### TEXT SHOWN

= = =

Config-first (YAML) – Change pipeline combinations and hyper-params without touching code. Share the same config across experiments, CI, and serving.
Slate-aware Ranking – Use sequential selection to account for position, diversity, and exploration beyond naive Top-K.
OPE-ready by Design – SlatePolicy must output slot-level propensities (πₑ) so IPS/SNIPS/DR can be run immediately.

Core Concepts

CandidateSet vs Slate

CandidateSet: the retrieved/merged (shaped) pool the policy can choose from (hundreds–thousands).
Slate: the final, ordered list shown to the user (K items).
This separation lets you track 1-stage retrieval recall (e.g., CandidateRecall@M) and 2-stage final quality (NDCG/ILD/Entropy/Coverage, OPE) independently.

PolicyOutput & Propensities

SlatePolicy must return a PolicyOutput:

slate: ordered item ids
slot_propensity: πₑ at each slot (soft distribution logging)
per_item: mu (pCTR), sigma (uncertainty), score (internal score) This standardized output makes IPS/SNIPS/DR and log replay straightforward.

= = =

### DATA
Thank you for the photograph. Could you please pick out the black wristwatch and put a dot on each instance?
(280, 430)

= = =

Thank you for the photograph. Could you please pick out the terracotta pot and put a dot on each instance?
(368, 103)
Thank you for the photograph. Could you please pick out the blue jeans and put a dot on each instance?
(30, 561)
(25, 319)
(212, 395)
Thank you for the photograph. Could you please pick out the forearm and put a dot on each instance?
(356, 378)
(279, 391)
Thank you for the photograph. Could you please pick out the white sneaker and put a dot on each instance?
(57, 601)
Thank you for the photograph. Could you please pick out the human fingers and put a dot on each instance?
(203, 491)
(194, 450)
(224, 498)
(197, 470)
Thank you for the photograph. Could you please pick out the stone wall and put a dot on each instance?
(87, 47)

= = =

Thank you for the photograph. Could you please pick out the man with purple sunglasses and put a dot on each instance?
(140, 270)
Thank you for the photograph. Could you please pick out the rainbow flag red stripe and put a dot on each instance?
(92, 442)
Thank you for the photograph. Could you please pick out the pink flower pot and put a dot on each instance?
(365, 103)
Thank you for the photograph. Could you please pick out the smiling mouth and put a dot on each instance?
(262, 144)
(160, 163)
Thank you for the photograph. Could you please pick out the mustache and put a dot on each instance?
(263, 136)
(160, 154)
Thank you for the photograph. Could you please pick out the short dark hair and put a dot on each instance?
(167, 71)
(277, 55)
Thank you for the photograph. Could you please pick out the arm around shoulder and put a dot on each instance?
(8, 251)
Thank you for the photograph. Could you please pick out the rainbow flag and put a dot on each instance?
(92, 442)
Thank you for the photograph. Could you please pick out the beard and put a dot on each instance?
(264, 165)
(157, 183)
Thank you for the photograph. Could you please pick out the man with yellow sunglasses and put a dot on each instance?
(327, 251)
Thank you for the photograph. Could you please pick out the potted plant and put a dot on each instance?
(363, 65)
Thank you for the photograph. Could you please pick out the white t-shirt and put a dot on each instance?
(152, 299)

= = =

### WHAT IS ASKED
Extract from the slate-ranking overview, without changes, the part that opens with the words containing "Slate-aware Ranking –" and closes with "be run immediately.".

### SOLUTION TO THE EXERCISE
Slate-aware Ranking – Use sequential selection to account for position, diversity, and exploration beyond naive Top-K.
OPE-ready by Design – SlatePolicy must output slot-level propensities (πₑ) so IPS/SNIPS/DR can be run immediately.